● Instruction: Which lines below contain the string "cottage", with case matching? Gather every such line.

● Given records:
[Start]
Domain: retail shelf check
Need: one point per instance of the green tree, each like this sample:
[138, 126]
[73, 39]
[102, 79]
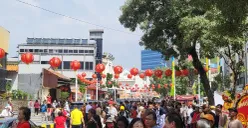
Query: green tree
[174, 27]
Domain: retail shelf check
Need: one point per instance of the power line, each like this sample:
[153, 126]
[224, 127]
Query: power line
[83, 21]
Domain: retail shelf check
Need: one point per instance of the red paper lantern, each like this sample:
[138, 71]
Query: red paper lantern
[117, 76]
[27, 58]
[83, 74]
[149, 72]
[178, 73]
[103, 76]
[168, 72]
[55, 62]
[100, 68]
[94, 76]
[118, 69]
[142, 75]
[75, 65]
[2, 53]
[134, 71]
[129, 76]
[158, 73]
[185, 72]
[159, 86]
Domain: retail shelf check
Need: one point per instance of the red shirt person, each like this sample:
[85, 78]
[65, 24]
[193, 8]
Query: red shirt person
[24, 117]
[60, 120]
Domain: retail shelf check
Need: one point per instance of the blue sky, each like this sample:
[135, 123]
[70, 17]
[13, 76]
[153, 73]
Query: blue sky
[25, 21]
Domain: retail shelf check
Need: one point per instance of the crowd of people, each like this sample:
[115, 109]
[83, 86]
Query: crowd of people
[151, 114]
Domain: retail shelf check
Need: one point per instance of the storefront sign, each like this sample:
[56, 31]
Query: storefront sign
[242, 107]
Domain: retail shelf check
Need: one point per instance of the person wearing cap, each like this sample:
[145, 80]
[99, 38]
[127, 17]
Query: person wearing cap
[110, 123]
[220, 118]
[77, 119]
[234, 122]
[209, 118]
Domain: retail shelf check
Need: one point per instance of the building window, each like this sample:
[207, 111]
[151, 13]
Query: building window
[67, 65]
[91, 51]
[69, 41]
[21, 50]
[61, 40]
[88, 65]
[76, 40]
[60, 51]
[81, 51]
[82, 65]
[50, 50]
[65, 51]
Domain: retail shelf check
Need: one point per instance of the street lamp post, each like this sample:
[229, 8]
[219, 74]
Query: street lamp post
[199, 82]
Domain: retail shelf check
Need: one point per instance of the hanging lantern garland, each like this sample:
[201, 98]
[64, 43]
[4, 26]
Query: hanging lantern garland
[27, 58]
[75, 65]
[149, 72]
[55, 62]
[100, 68]
[134, 71]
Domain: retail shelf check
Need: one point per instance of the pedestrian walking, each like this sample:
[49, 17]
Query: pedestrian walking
[36, 107]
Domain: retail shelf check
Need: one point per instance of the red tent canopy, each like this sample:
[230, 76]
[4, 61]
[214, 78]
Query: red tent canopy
[186, 97]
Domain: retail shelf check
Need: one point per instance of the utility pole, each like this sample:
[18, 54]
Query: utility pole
[199, 82]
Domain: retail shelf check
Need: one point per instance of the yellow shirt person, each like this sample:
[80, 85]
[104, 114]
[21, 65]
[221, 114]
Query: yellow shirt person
[76, 117]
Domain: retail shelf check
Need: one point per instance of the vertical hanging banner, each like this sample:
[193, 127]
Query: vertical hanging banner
[218, 64]
[172, 91]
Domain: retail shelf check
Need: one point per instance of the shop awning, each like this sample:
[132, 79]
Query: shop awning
[12, 67]
[52, 78]
[186, 97]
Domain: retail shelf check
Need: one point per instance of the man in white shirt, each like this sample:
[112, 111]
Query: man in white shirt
[234, 122]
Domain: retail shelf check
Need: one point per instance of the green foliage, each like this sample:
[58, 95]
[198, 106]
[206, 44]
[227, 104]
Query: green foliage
[173, 27]
[221, 83]
[64, 95]
[181, 84]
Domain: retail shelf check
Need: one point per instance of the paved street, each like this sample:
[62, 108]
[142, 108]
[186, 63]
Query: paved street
[37, 119]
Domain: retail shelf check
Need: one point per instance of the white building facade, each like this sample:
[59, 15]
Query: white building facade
[44, 49]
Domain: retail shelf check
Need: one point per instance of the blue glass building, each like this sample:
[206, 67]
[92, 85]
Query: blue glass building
[152, 60]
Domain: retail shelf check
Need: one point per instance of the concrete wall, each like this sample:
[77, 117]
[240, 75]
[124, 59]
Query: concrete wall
[14, 79]
[4, 39]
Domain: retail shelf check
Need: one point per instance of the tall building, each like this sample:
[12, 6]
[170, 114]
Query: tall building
[96, 35]
[31, 77]
[4, 44]
[152, 60]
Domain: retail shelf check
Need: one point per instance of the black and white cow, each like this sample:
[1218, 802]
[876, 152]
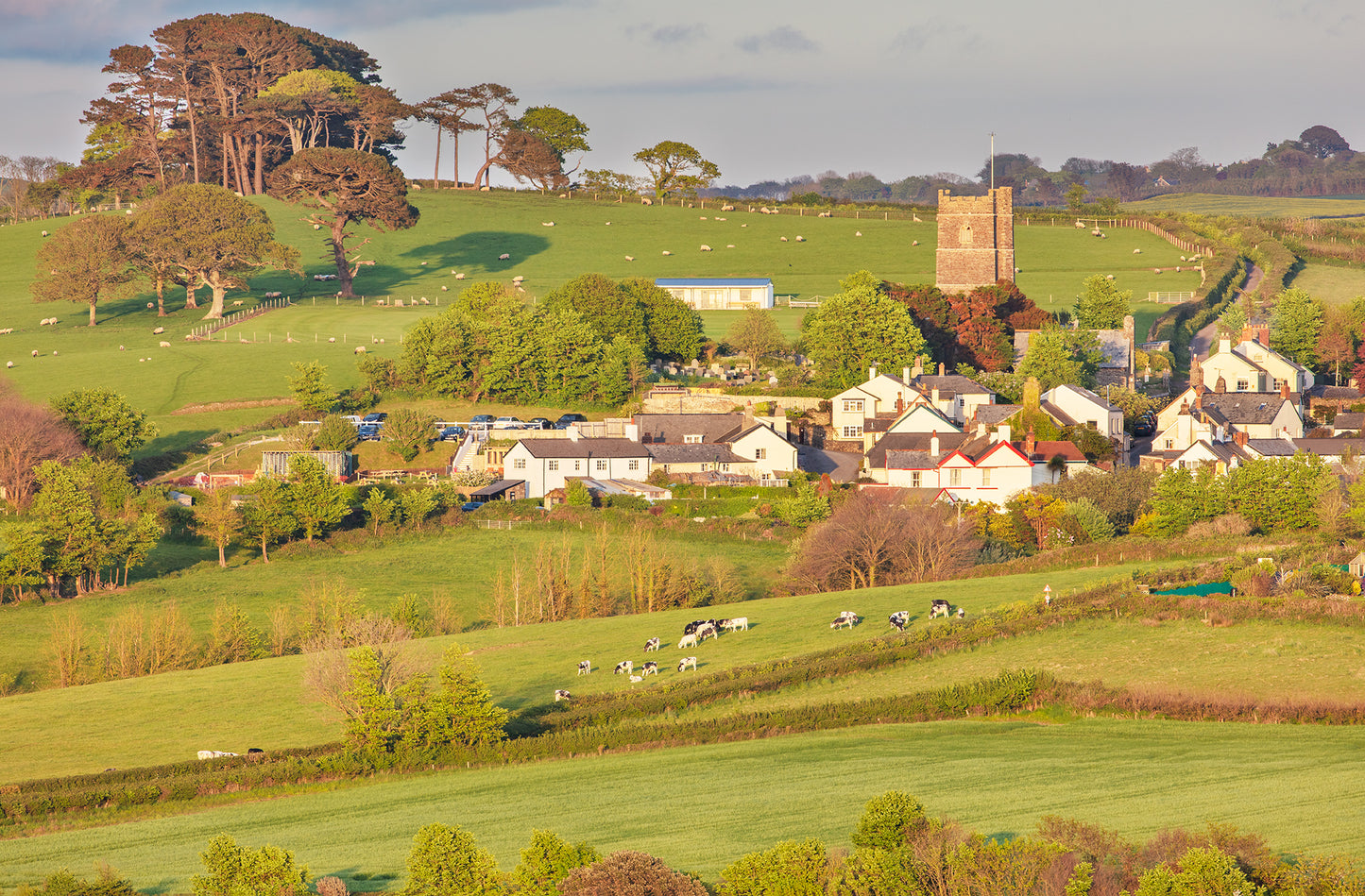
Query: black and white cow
[846, 618]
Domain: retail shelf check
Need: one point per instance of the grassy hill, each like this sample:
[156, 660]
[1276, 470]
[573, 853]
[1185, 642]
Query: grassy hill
[466, 232]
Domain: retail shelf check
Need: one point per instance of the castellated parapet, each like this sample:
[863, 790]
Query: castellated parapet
[976, 240]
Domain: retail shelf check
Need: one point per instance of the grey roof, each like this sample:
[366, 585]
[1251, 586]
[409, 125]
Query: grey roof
[674, 427]
[695, 454]
[911, 442]
[585, 448]
[993, 414]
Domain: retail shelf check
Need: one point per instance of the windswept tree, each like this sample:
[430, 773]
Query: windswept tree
[346, 187]
[213, 236]
[85, 262]
[675, 168]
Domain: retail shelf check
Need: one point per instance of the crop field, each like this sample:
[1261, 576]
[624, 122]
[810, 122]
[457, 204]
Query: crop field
[466, 232]
[1254, 206]
[702, 807]
[263, 702]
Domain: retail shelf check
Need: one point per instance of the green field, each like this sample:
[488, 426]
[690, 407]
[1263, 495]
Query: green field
[702, 807]
[467, 232]
[1254, 206]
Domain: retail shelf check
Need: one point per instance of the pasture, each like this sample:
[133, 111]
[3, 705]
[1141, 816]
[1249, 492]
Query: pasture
[264, 704]
[1254, 206]
[702, 807]
[250, 362]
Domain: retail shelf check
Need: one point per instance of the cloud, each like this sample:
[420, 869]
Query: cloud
[671, 34]
[784, 40]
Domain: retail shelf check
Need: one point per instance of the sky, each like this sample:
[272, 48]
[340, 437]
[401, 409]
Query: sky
[773, 89]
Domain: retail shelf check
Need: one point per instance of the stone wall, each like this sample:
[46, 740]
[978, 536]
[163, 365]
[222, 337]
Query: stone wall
[975, 240]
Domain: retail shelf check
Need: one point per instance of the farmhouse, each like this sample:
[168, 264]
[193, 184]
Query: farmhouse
[720, 294]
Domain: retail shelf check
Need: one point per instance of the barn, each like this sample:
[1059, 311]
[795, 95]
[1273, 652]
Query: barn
[721, 294]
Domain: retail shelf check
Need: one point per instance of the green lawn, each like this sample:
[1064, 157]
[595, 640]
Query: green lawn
[1334, 285]
[1257, 206]
[702, 807]
[263, 704]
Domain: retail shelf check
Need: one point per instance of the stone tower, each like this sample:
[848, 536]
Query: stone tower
[976, 240]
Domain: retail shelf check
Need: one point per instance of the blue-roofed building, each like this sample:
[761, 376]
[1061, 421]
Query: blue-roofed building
[720, 294]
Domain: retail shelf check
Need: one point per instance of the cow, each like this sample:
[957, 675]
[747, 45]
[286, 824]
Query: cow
[846, 618]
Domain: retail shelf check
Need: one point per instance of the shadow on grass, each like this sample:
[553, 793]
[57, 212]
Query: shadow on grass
[482, 248]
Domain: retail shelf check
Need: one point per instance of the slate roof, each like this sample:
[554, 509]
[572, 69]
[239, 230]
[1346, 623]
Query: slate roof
[585, 448]
[695, 454]
[674, 427]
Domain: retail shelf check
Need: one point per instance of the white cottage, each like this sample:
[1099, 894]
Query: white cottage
[720, 294]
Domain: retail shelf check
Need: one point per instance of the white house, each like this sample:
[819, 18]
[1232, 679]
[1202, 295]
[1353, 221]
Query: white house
[720, 294]
[546, 464]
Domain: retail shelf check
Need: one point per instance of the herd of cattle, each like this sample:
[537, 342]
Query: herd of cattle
[699, 631]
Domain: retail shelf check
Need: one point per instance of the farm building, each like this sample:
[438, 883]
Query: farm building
[713, 294]
[339, 464]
[End]
● Result:
Need: one point per instance of the white cottage, each like this sample:
Query: white cottage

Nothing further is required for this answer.